* [Provided entries]:
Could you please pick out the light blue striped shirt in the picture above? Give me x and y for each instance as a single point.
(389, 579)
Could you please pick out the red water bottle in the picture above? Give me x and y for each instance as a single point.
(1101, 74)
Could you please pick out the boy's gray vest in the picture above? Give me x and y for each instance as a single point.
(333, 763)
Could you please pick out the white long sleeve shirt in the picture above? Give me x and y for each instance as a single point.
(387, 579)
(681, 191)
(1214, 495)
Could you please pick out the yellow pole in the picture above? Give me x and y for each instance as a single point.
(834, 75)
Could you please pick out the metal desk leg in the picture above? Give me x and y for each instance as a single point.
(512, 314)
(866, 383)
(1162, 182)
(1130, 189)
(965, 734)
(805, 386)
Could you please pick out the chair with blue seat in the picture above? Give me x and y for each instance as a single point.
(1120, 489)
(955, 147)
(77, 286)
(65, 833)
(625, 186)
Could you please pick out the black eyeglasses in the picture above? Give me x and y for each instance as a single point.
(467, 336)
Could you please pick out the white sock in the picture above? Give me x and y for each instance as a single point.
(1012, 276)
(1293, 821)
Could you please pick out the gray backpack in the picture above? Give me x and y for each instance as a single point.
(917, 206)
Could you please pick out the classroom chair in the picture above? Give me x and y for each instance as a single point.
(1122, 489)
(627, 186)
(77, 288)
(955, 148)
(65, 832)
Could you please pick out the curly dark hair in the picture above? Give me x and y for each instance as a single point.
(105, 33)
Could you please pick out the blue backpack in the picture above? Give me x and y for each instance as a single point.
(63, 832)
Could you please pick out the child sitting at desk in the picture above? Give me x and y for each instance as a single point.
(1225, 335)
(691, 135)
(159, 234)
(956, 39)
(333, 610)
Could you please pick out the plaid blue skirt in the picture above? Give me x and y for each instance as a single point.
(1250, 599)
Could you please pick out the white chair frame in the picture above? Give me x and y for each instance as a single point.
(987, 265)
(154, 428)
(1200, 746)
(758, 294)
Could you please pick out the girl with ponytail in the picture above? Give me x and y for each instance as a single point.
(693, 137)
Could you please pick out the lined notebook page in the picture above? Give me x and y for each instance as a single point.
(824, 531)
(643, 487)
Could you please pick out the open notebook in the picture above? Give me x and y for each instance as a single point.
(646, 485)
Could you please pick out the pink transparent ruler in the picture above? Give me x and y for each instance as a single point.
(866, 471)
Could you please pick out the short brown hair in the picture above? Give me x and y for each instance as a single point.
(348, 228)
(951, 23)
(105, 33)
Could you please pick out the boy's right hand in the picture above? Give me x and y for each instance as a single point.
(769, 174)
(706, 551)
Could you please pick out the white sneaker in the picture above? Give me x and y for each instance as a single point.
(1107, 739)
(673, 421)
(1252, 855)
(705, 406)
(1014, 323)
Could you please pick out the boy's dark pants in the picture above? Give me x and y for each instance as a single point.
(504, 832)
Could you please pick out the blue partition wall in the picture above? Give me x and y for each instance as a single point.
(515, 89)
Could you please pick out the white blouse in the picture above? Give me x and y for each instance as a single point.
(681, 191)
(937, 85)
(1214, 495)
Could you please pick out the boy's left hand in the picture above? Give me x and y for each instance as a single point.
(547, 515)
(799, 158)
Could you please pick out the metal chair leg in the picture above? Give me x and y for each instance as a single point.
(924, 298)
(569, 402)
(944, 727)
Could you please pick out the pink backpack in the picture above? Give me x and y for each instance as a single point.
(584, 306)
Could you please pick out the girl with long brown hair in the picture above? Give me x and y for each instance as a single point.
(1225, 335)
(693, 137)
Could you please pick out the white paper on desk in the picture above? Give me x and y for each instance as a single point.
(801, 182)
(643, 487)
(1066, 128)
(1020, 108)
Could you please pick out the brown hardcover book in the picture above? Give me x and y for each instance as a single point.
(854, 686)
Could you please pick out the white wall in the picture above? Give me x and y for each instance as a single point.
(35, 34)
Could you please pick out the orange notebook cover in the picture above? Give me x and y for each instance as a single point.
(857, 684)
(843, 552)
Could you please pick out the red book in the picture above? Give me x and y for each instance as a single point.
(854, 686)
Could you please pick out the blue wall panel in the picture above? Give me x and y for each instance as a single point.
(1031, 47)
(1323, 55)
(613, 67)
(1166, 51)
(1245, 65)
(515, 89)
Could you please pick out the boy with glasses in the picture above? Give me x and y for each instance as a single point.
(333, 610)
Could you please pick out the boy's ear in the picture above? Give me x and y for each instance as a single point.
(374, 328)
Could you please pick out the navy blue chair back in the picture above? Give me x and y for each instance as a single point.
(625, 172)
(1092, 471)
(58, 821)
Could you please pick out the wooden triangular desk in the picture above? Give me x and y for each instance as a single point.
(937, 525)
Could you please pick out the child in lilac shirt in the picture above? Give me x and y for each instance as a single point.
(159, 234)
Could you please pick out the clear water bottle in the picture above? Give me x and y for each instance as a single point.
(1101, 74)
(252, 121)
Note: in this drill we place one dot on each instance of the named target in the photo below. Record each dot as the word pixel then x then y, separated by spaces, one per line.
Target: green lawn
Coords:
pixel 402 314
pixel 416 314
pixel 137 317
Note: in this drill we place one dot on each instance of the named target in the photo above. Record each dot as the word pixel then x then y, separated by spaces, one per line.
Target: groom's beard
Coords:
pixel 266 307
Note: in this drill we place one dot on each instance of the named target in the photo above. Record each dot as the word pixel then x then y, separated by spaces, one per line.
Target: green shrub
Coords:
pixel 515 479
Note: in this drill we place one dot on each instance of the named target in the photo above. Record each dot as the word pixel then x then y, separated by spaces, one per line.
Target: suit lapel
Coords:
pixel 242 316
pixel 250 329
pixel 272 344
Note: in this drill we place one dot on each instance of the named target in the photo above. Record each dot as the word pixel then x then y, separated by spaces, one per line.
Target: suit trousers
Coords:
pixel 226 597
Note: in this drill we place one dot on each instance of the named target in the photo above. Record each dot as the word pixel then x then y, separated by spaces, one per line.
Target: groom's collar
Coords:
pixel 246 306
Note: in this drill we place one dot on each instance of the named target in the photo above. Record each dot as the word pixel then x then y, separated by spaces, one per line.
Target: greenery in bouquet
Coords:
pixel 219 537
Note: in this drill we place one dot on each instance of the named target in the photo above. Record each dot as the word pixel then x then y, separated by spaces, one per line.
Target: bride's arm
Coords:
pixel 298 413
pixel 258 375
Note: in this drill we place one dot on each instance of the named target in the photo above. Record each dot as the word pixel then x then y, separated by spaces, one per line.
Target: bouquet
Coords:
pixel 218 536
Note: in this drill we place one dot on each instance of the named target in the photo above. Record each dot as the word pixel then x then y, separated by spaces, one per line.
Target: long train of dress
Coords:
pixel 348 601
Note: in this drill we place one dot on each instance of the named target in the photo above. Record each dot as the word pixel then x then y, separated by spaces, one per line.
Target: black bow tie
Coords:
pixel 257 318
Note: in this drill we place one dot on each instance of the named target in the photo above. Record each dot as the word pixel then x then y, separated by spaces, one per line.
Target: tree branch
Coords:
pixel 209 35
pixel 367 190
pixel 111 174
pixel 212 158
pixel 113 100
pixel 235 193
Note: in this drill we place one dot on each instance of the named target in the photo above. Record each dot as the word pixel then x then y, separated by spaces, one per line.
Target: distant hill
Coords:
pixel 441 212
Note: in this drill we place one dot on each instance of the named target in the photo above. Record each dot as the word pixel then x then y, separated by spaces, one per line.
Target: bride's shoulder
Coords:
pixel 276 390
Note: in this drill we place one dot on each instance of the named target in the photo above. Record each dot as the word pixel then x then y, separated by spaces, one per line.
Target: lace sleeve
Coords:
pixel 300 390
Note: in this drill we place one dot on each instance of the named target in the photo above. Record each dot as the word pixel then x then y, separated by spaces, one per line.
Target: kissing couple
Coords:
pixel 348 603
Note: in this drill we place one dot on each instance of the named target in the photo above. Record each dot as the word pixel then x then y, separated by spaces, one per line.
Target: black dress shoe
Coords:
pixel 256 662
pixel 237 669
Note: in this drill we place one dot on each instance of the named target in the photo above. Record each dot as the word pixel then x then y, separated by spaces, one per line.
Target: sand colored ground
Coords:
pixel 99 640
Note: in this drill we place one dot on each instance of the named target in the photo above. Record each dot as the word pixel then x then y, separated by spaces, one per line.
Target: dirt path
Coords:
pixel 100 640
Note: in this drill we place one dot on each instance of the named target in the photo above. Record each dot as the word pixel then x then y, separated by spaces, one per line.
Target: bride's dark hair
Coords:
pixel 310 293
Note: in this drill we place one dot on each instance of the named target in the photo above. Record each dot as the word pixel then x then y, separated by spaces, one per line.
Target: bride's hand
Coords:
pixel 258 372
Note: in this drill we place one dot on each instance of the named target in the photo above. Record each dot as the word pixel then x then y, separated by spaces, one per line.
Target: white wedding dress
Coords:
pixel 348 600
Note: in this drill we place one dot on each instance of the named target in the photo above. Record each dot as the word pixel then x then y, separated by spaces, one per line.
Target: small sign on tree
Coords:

* [Task prompt]: Write out every line of the items exactly, from the line containing "Could you please pick out the blue wall" down to the line containing "pixel 266 307", with both of those lines included.

* [The reply]:
Could you please pick out the blue wall panel in the picture above? Give me x and y for each instance as a single point.
(1031, 47)
(1323, 55)
(613, 67)
(1166, 51)
(1245, 65)
(515, 89)
Could you please pick out the boy with glasses in the picture above? Give me x and y for each instance as a single point.
(333, 610)
Could you please pick out the boy's ear in the picture above? Give me x and y for each instance as a single point.
(374, 328)
Could you please pick out the navy blue chair back in the picture above? Give me x and y for each instance as a single point.
(625, 172)
(1092, 471)
(58, 821)
Could you please pick out the wooden triangular desk in the picture above? Give me x and y for each instance as a single point.
(937, 525)
Could you please pick out the child in lilac shirt in the picture above? Give me x and y for each instance as a single point.
(159, 234)
Could you please pick out the clear water bottle in the picture above? Give me x and y for each instance as a single point.
(1101, 74)
(252, 121)
Note: in this drill we place one dot on each instance of the named target in the photo below. Record each dot as the word pixel then x then y, separated by spaces, one per line.
Target: green lawn
Coords:
pixel 402 314
pixel 416 314
pixel 137 317
Note: in this drill we place one dot on each instance of the named target in the photo above. Record each dot as the word pixel then x then y, separated by spaces, one per line.
Target: groom's beard
Coords:
pixel 266 307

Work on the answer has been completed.